PROBLEM TO SOLVE = Reproduce the records below verbatim, line for line, with no character altered, added, or omitted.

GIVEN RECORDS =
◆ ◆ ◆ ◆

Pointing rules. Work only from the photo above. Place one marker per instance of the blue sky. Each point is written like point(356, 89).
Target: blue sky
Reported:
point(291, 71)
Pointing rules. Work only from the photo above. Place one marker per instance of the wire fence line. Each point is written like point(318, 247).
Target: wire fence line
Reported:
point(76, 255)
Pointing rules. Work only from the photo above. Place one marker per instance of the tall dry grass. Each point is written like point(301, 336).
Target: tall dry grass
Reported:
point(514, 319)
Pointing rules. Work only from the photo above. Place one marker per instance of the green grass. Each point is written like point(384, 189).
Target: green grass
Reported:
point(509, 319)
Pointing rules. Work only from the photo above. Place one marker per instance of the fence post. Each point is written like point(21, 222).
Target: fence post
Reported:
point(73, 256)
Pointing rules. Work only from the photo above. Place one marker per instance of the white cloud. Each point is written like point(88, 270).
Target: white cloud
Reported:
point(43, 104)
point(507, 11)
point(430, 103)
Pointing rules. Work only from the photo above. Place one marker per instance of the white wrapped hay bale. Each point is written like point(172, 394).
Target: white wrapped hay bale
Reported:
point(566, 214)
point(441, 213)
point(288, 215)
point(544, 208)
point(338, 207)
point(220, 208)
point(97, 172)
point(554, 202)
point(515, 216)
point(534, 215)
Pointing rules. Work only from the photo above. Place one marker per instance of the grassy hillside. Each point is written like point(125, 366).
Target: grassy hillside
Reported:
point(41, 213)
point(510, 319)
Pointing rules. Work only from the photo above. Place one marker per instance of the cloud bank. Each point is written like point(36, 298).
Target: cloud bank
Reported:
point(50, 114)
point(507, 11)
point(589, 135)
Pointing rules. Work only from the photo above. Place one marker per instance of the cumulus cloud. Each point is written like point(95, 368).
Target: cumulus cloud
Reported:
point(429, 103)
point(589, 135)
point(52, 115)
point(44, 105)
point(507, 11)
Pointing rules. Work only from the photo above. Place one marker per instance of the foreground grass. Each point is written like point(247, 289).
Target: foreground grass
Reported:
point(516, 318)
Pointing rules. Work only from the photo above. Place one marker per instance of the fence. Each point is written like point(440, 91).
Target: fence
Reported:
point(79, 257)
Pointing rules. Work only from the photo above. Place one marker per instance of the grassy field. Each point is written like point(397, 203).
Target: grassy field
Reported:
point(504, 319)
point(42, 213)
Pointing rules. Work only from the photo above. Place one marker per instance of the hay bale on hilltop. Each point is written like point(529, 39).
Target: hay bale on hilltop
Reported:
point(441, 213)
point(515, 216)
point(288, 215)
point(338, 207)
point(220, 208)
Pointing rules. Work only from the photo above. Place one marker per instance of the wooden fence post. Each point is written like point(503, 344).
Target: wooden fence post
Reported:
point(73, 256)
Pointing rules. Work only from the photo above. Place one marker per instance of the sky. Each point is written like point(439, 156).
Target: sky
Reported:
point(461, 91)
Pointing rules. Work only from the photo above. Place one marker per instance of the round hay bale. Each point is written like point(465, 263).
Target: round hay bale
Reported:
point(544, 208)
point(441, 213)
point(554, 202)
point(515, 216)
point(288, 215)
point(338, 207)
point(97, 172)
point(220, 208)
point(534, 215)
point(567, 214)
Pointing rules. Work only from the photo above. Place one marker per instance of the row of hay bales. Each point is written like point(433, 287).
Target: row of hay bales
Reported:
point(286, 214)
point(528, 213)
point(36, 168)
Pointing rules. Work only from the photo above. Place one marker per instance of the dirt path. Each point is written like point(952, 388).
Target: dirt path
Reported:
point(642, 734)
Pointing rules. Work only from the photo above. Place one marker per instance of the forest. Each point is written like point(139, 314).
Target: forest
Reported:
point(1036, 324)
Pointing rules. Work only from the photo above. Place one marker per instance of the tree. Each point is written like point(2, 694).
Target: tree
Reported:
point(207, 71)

◆ ◆ ◆ ◆

WRITTEN RESPONSE =
Pointing rules. Work only from the photo above. Place one marker per instance of the blue sky. Each point is written like point(356, 89).
Target: blue sky
Reported:
point(291, 71)
Pointing rules. Work only from the photo above. Place one marker per instance of the wire fence line. Each point is written like point(318, 247).
Target: wire fence line
Reported:
point(76, 255)
Pointing rules. Work only from the photo above. Place one marker per instance of the tall dry grass. Each point is written like point(301, 336).
Target: tall dry grass
Reported:
point(514, 319)
Pointing rules. Work only from the photo above. Place one marker per instance of the green grass. Each point is written like point(384, 189).
Target: green grass
Reported:
point(509, 319)
Pointing rules. Work only from the photo above. Place one marker per instance of the fence post. Each point is written like point(21, 222).
Target: fence post
Reported:
point(73, 256)
Pointing rules. Work only from the photo above. Place one marker per instance of the white cloud. Each point is written like point(88, 270).
Target: white cloud
Reported:
point(43, 104)
point(507, 11)
point(430, 103)
Pointing rules. Work only from the photo above. Place one marker per instance of the white wrapped hay bale. Each point is written like point(172, 394).
Target: white wrapped hay bale
Reported:
point(566, 214)
point(441, 213)
point(288, 215)
point(544, 208)
point(338, 207)
point(220, 208)
point(97, 172)
point(554, 202)
point(515, 216)
point(534, 215)
Pointing rules. Work only from the photo above. Place one marker per instance of the grassy hillside. Each point is written like point(125, 366).
Target: grassy hillside
Reported:
point(41, 213)
point(510, 319)
Pointing rules. Work only from the photo above. Place one marker per instance of the cloud bank. Each point is written like point(36, 298).
Target: cloud bank
Reported:
point(50, 114)
point(507, 11)
point(589, 135)
Pointing rules. Work only from the photo above. Place one marker per instance of the cumulus cloud. Each point is written like point(95, 368).
Target: cumulus cloud
Reported:
point(429, 103)
point(589, 135)
point(52, 115)
point(44, 105)
point(507, 11)
Pointing rules. Work only from the photo above. Place one marker per instance of the foreground grass. Each point is written like point(247, 289).
Target: foreground grass
Reported:
point(516, 318)
Pointing rules. Work only from the photo above. Place one marker per instance of the fence. Each point is written like point(440, 91).
Target: fence
Reported:
point(79, 257)
Pointing rules. Work only from the photo above. Place one marker per instance of the grassy field. Each point is written like point(397, 203).
Target: grassy field
Reported:
point(504, 319)
point(42, 213)
Pointing rules. Work only from the photo above. Place one marker per instance of the hay bale on hilltop. Each point is written like point(529, 39).
Target: hay bale on hilltop
Reported:
point(441, 213)
point(515, 216)
point(288, 215)
point(338, 207)
point(220, 208)
Pointing rules. Work only from the photo above. Place one marker per instance of the wooden fence post. Each point is written like point(503, 344).
Target: wooden fence post
Reported:
point(73, 256)
Pointing rules. Work only from the photo above. Place one marker per instance of the sky. Each point is written like point(439, 156).
Target: sky
Reported:
point(461, 91)
Pointing rules. Work only from the photo above. Place one marker per instance of the round hay bale. Each point is written like point(465, 263).
Target: round hay bale
Reported:
point(544, 208)
point(441, 213)
point(554, 202)
point(515, 216)
point(288, 215)
point(338, 207)
point(97, 172)
point(220, 208)
point(534, 215)
point(567, 214)
Pointing rules. Work only from the photo above. Place one marker per instance of the row of hay bales. Each point is written like point(433, 287).
Target: row of hay bales
Reported:
point(286, 214)
point(528, 213)
point(36, 168)
Pointing rules. Work only from the photo above. Place one marker per instance of the dirt path. Each point is written like point(952, 388).
Target: dirt path
Reported:
point(642, 734)
Pointing rules. Work only from the photo above. Place one marker per instance of the forest. Each point is written like point(139, 314).
Target: forest
Reported:
point(1036, 324)
Pointing rules. Work only from the photo above. Place one marker per instance of the tree. Each point is written like point(2, 694).
Target: tree
Reported:
point(207, 71)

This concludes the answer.